_RECORDS_
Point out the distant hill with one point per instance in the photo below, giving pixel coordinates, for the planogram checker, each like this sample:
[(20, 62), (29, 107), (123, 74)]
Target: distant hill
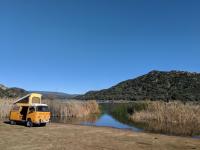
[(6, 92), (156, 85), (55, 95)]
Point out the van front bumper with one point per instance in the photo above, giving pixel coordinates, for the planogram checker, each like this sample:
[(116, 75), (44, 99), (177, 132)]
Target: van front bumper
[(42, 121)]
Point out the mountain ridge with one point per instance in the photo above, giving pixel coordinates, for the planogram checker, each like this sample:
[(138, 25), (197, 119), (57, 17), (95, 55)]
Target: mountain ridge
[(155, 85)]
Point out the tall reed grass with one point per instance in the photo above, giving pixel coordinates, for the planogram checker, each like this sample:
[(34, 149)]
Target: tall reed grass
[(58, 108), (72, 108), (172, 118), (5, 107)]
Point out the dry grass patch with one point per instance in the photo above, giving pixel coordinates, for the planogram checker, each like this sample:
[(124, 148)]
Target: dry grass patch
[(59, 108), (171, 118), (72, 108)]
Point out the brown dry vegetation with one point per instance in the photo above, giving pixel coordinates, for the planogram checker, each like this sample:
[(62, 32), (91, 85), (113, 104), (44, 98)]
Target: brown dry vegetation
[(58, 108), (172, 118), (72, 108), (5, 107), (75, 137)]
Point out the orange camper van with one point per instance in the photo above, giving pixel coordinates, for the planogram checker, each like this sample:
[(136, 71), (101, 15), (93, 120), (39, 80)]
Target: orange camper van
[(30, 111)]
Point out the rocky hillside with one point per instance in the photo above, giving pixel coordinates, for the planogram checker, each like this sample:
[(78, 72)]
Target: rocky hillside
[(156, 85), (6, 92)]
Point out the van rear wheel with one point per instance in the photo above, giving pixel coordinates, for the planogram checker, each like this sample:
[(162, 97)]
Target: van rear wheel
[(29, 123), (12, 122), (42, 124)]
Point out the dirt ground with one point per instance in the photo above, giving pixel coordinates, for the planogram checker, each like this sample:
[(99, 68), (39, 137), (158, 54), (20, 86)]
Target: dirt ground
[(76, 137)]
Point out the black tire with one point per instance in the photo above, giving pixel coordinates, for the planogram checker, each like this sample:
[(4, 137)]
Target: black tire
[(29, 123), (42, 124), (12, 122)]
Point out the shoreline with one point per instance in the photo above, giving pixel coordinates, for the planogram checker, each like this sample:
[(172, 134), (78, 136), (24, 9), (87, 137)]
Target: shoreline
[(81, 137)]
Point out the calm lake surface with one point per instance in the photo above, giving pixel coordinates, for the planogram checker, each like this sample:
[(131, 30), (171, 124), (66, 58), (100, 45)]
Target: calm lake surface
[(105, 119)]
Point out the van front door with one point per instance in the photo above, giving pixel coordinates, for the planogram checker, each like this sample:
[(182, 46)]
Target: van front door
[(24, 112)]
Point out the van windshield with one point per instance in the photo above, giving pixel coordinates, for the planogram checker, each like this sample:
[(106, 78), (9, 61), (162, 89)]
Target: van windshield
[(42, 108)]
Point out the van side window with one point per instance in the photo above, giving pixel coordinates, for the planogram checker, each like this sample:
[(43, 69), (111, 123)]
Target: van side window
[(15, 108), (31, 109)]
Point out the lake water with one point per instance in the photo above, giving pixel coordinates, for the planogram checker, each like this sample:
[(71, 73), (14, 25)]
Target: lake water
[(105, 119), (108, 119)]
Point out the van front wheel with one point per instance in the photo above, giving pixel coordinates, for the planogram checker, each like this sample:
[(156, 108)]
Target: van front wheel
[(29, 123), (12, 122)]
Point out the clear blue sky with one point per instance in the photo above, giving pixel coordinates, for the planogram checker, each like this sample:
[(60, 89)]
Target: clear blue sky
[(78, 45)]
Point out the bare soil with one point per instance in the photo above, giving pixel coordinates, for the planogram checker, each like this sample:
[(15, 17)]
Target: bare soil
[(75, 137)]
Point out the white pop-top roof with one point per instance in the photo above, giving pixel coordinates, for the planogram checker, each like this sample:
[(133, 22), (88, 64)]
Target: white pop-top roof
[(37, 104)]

_SHORT PROBLEM_
Arrange as a numbered list the lines of the entries beginning with the line containing "Point out the rocky" and continuing through the line containing "[(156, 85), (6, 92)]", omitting any blank lines.

_FINAL RESULT_
1. Point out the rocky hillside with one point per instance in the photo above, giving pixel coordinates, for the planogram checker, each like this sample:
2. [(78, 72)]
3. Target: rocky hillside
4. [(156, 85), (6, 92)]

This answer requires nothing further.